**Description of the task:** Check every line of the entries that follow, and copy the ones containing "arch".

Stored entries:
Content starts

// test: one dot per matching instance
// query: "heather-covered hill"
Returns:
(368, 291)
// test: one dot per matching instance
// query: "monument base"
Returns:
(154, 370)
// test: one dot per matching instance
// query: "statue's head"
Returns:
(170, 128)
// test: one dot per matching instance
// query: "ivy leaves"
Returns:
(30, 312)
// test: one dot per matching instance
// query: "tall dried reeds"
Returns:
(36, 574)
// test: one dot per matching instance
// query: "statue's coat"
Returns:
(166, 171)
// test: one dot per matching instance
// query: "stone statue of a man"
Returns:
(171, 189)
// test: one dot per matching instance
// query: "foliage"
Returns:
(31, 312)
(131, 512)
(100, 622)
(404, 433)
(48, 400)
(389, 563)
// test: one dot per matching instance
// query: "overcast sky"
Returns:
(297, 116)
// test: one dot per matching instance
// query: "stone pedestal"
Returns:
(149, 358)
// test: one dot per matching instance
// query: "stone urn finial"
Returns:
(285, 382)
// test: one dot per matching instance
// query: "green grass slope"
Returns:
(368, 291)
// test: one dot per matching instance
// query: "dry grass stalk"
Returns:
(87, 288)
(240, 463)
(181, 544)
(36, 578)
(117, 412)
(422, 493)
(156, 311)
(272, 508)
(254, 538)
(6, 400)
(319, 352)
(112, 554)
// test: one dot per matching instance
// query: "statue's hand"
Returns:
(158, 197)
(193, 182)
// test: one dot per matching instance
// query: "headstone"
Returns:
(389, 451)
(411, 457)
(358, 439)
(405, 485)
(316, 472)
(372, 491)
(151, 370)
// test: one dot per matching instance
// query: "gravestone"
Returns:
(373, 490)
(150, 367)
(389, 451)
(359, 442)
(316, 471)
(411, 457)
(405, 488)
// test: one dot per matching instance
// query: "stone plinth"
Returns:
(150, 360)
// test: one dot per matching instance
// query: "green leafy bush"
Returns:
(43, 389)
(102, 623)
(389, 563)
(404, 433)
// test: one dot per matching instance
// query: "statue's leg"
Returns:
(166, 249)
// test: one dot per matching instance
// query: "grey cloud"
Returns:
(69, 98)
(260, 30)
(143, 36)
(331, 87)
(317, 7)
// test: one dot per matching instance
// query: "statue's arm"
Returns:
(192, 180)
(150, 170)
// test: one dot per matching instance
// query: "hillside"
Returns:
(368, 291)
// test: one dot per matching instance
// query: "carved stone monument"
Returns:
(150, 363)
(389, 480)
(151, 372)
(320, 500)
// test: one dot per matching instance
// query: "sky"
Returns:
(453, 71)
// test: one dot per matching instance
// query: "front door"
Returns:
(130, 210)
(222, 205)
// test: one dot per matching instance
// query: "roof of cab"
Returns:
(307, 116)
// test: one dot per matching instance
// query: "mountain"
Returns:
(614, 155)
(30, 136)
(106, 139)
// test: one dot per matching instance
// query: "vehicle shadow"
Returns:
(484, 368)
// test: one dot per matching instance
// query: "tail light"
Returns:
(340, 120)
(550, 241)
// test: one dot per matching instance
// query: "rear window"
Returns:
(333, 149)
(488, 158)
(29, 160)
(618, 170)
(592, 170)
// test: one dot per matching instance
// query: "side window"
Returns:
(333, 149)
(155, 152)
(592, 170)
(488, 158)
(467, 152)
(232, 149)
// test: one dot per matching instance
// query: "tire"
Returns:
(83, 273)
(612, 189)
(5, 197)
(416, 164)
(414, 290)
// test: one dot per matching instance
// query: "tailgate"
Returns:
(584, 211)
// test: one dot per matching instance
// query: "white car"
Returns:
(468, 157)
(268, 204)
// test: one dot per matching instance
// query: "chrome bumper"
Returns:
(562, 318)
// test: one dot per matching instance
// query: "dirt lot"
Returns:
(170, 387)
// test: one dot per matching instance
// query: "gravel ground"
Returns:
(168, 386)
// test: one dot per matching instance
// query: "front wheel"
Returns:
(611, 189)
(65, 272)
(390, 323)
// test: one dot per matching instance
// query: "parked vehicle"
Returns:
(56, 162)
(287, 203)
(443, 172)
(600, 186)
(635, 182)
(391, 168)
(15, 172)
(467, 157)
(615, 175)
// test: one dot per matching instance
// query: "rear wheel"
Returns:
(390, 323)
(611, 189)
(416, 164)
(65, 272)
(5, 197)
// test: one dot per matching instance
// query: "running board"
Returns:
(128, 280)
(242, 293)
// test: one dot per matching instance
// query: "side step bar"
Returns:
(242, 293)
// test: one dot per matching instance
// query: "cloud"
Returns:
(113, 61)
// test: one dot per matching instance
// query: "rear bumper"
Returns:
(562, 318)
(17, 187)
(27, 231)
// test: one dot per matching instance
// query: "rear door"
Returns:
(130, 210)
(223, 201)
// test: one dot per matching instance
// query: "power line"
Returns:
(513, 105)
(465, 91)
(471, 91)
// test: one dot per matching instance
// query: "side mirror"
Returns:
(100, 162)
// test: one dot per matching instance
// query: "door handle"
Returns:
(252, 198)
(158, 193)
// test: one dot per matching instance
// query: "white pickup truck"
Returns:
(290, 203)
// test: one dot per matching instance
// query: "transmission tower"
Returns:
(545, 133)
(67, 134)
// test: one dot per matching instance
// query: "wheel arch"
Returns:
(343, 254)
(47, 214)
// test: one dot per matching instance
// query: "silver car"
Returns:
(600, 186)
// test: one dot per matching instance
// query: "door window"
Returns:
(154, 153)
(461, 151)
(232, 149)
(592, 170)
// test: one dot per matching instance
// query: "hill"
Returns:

Content ends
Content starts

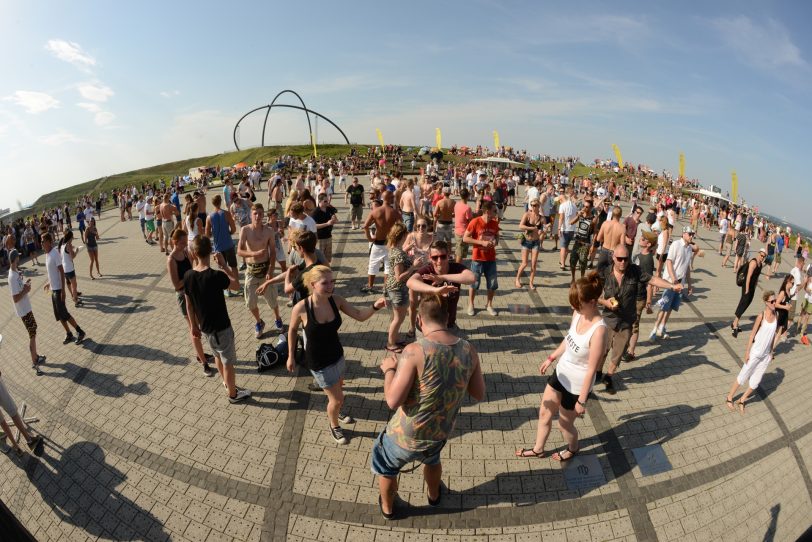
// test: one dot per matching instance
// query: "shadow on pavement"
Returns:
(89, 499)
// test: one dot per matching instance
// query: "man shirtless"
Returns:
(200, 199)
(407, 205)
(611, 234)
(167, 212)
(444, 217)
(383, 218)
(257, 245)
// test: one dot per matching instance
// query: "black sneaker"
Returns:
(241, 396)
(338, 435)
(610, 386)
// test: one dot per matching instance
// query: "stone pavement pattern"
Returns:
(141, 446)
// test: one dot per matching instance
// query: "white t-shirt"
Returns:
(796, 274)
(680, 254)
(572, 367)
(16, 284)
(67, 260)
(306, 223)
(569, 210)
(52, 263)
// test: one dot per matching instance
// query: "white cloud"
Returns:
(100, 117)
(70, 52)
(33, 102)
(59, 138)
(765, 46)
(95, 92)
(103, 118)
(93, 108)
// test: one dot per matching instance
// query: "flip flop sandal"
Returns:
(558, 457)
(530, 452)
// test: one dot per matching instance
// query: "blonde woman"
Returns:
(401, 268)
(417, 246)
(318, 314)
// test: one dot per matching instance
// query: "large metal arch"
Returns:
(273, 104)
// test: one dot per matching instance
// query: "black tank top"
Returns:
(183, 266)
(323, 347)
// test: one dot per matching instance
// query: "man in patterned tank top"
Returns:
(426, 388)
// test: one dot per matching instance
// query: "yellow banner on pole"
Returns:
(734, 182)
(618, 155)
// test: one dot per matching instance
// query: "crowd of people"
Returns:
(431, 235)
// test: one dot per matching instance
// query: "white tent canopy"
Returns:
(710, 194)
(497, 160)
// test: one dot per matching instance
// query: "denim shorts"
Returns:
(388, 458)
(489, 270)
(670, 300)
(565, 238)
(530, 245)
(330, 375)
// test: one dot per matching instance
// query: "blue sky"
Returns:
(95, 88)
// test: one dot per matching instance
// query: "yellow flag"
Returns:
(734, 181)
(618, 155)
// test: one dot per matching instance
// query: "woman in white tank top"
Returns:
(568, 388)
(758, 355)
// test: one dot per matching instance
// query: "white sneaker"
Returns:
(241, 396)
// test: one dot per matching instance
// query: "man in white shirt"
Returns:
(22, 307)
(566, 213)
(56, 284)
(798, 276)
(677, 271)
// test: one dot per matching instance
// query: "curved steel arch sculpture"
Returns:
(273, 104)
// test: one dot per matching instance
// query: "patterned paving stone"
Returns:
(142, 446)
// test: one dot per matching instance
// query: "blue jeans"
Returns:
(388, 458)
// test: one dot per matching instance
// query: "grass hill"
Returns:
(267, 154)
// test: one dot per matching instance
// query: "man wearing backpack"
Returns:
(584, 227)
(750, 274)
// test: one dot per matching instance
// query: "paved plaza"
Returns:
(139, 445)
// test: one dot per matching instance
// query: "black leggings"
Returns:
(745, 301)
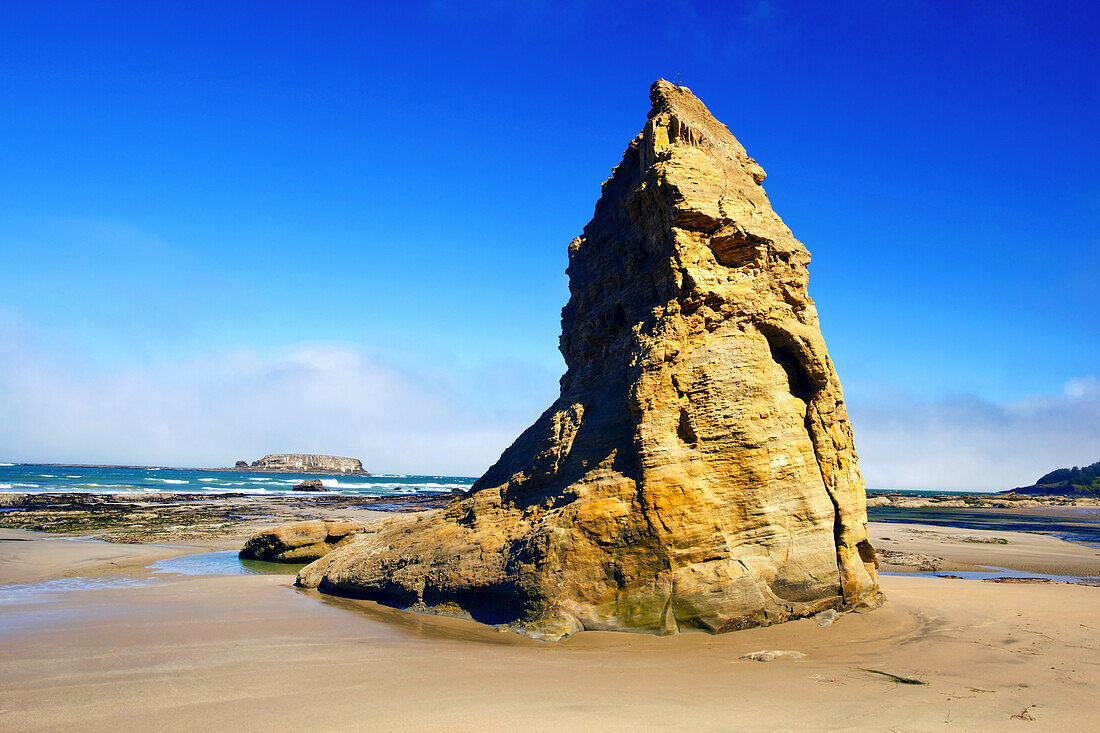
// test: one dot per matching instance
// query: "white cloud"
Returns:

Content ends
Content starts

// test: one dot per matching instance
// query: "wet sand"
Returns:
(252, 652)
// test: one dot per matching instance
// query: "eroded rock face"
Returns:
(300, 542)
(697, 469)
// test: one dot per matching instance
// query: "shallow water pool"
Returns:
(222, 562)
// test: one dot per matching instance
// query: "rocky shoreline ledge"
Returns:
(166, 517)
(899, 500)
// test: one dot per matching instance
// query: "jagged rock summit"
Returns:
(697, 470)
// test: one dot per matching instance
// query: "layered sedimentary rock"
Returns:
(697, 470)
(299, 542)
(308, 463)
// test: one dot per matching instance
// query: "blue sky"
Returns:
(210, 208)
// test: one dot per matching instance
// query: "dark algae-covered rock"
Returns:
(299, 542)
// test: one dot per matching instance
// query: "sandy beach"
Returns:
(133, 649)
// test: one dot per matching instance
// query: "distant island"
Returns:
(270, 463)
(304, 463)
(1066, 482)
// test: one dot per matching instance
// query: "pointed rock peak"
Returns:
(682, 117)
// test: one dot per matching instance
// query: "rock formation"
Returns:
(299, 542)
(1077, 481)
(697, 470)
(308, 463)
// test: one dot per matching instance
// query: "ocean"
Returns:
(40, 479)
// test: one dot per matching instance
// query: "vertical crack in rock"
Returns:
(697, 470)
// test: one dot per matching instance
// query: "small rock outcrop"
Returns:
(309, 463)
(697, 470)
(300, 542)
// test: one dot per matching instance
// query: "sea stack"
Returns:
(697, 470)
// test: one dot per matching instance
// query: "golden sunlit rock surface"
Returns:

Content ends

**Task response:**
// query: "wheel arch"
// query: "large metal arch"
// query: "curved steel arch sculpture"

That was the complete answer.